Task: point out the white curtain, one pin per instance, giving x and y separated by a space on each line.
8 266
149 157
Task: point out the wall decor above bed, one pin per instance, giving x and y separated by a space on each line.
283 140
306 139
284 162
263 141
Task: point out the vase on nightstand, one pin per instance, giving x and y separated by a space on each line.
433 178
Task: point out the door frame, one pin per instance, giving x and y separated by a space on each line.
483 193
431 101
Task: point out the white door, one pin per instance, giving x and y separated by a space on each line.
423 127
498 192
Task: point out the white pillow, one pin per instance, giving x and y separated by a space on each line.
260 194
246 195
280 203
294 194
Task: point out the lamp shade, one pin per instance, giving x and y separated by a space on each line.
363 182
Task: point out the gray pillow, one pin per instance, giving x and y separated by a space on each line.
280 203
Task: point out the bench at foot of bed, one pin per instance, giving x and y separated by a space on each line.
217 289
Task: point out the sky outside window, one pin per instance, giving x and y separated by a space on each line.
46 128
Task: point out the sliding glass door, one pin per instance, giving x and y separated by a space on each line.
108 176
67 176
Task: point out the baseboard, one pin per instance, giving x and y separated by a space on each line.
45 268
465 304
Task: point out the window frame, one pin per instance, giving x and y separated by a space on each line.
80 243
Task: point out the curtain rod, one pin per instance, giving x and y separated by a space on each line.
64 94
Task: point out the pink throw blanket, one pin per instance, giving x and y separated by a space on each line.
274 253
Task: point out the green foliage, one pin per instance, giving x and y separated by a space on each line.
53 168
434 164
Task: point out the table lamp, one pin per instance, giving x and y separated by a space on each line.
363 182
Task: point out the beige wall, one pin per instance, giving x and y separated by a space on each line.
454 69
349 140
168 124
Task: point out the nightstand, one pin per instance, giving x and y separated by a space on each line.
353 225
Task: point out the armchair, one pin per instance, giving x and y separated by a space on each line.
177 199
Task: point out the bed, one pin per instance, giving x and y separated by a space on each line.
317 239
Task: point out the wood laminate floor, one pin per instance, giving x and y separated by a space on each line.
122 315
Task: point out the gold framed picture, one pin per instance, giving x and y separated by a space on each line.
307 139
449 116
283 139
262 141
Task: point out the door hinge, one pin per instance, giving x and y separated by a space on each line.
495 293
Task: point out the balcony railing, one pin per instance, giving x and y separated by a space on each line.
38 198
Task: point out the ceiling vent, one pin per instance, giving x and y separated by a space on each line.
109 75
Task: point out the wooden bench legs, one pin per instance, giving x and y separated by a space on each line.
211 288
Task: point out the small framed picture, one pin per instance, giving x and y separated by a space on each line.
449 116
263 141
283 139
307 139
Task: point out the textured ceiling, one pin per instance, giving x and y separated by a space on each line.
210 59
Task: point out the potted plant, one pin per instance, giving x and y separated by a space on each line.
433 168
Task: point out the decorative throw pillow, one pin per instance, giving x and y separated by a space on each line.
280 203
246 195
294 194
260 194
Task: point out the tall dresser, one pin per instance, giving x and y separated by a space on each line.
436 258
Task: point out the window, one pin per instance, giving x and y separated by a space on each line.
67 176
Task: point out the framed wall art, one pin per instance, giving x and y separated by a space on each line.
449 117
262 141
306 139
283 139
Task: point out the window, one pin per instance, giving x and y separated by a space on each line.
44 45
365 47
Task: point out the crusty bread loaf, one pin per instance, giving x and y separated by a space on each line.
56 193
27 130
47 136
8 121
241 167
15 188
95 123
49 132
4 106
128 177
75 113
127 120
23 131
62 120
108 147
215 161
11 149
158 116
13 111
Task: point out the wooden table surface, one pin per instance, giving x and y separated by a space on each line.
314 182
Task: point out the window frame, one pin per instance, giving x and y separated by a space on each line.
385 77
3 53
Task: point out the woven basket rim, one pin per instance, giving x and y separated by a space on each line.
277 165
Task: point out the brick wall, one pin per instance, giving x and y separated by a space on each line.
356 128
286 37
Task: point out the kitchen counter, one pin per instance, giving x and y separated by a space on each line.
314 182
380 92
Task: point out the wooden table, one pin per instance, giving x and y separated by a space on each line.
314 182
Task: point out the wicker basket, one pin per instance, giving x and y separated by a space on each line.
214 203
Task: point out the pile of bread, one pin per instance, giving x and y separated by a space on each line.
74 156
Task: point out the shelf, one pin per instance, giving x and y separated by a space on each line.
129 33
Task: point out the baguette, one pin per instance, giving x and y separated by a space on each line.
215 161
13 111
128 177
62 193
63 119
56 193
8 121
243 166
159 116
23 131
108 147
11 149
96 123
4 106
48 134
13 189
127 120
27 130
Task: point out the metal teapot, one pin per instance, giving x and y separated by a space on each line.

------------------------------

Short problem: Every entry in the listing must be retyped exactly.

Answer to the task:
Task: point out the white curtain, one pin per instance, giving x and y separated by a space on each line.
8 266
149 157
Task: point out the wall decor above bed, one pin per instance, giving x and y separated by a space on each line.
283 140
306 139
284 162
263 141
Task: point out the vase on nightstand, one pin per instance, giving x and y separated by a space on each line.
433 178
Task: point out the door frame, one pin per instance, giving x and y separated by a space on each line.
483 193
431 101
Task: point out the white door, one pin per instance, giving x and y separated by a space on each line.
423 127
498 192
Task: point out the white pillow, one pin per instance, giving x and y separated by a space on each line.
260 194
246 195
280 203
294 194
Task: point out the lamp shade, one pin per instance, giving x and y separated by a space on each line.
363 182
Task: point out the gray pillow, one pin per instance, giving x and y separated by a space on each line.
280 203
Task: point out the bench at foot of bed, one pin per instance, giving x and y separated by a space on each line.
217 289
Task: point out the sky outside window, one pin per instance, giving x and y separated by a space on each line.
46 128
Task: point out the sliding glass door, one pin per instance, giving x and y separated by a space on each line.
108 176
67 176
Task: point out the baseboard, one pin per instance, giving x and y separated by a space on each line.
45 268
465 304
Task: point out the window frame, one pin per instance, giving x and y separated by a space on each line.
80 243
Task: point out the curtain rod, one pin per instance, giving x and y separated by a space on each line.
64 94
Task: point out the pink throw blanket, one pin per instance, giving x and y separated by a space on each line.
274 253
Task: point out the green foliage, one pin per instance, giving x and y separated by a space on each line.
53 168
434 164
Task: point out the table lamp, one pin per instance, giving x and y separated by a space on each line.
363 182
Task: point out the beige wall, one pin per instance, giving x and y separated by a space on each line.
454 69
349 140
168 124
Task: point out the nightstand, one pin per instance, giving x and y separated by a space on each line.
353 225
Task: point out the armchair, one pin per instance, giving x and y separated by a space on each line.
177 199
Task: point out the bed, one pin per instance, giving x and y separated by a space on each line.
317 239
Task: point out the wood laminate floor, one pin per instance, giving x and y separated by a space on each line.
122 315
Task: point out the gold framed picture, one pin per instance, giving x and y separated by a space on each line.
307 139
449 116
283 139
262 141
Task: point out the door hinge, one pin per instance, giving x and y separated by a space on each line.
495 293
Task: point out the balcony railing, one pin per instance, giving x and y separated by a space on each line.
38 198
Task: point out the ceiling vent, one pin per instance, giving x and y separated by a space on each line.
109 75
Task: point out the wooden bench legs, one pin per instance, giving x and y separated by a space on each line.
211 288
Task: point out the small framed picture, one pin per instance, giving x and y separated by a space on each line.
449 116
263 141
283 139
307 139
Task: point out the textured ceiling, one pin per instance, giving x and y separated by a space on each line.
210 59
Task: point out the potted plant, one pin per instance, giving x and y separated by a space on each line.
433 168
Task: point out the decorative throw pillow, one pin per instance, giving x and y separated by a space on each line.
280 203
246 195
294 194
260 194
Task: point out the tall dresser, one pin per instance, giving x and y separated by a space on each line.
436 258
Task: point out the window, one pin per instance, giving x and y separated by a space on each line.
67 176
Task: point out the framed wall art, one pin per instance, giving x and y separated by a space on each line.
449 117
262 141
306 139
283 139
Task: point out the window, one pin per instance, giving x and y separated by a space on each line.
44 45
365 47
Task: point out the crusty bread loaf, one pin per instance, giving x and y separated by a space on each line.
56 193
27 130
47 136
8 121
241 167
15 188
95 123
49 132
4 106
128 177
75 113
127 120
23 131
62 120
108 147
215 161
11 149
158 116
13 111
Task: point out the wooden table surface, one pin per instance, giving x and y separated by a space on each line.
314 182
Task: point out the window frame, one pin per instance, giving x and y separated by a space on each line.
385 77
3 53
Task: point out the woven basket rim, one pin per instance, giving x and y separated by a space on each line.
277 165
Task: point out the brick wall, one pin per instance, giving x and y separated by a space on each line.
356 128
286 37
Task: point out the kitchen counter, one pin per instance, giving x and y separated by a space on each line.
314 182
380 92
Task: point out the wooden table, one pin per instance, giving x and y separated by a space on each line.
314 182
Task: point out the wicker basket, one pin per instance, giving x and y separated by a space on each line.
214 203
Task: point out the pile of bread, one pin per instance, giving x and y separated by a space on each line.
74 156
Task: point out the shelf, one pin per instance, giving x and y separated by a space on each line.
129 33
Task: point out the baguette, one pin per instance, giving x and y separated by a space on each line.
215 161
13 111
128 177
62 193
63 119
56 193
8 121
243 166
159 116
23 131
108 147
11 149
96 123
4 106
48 134
13 189
127 120
27 130
Task: point out the metal teapot, one pin per instance, giving x and y separated by a space on each line.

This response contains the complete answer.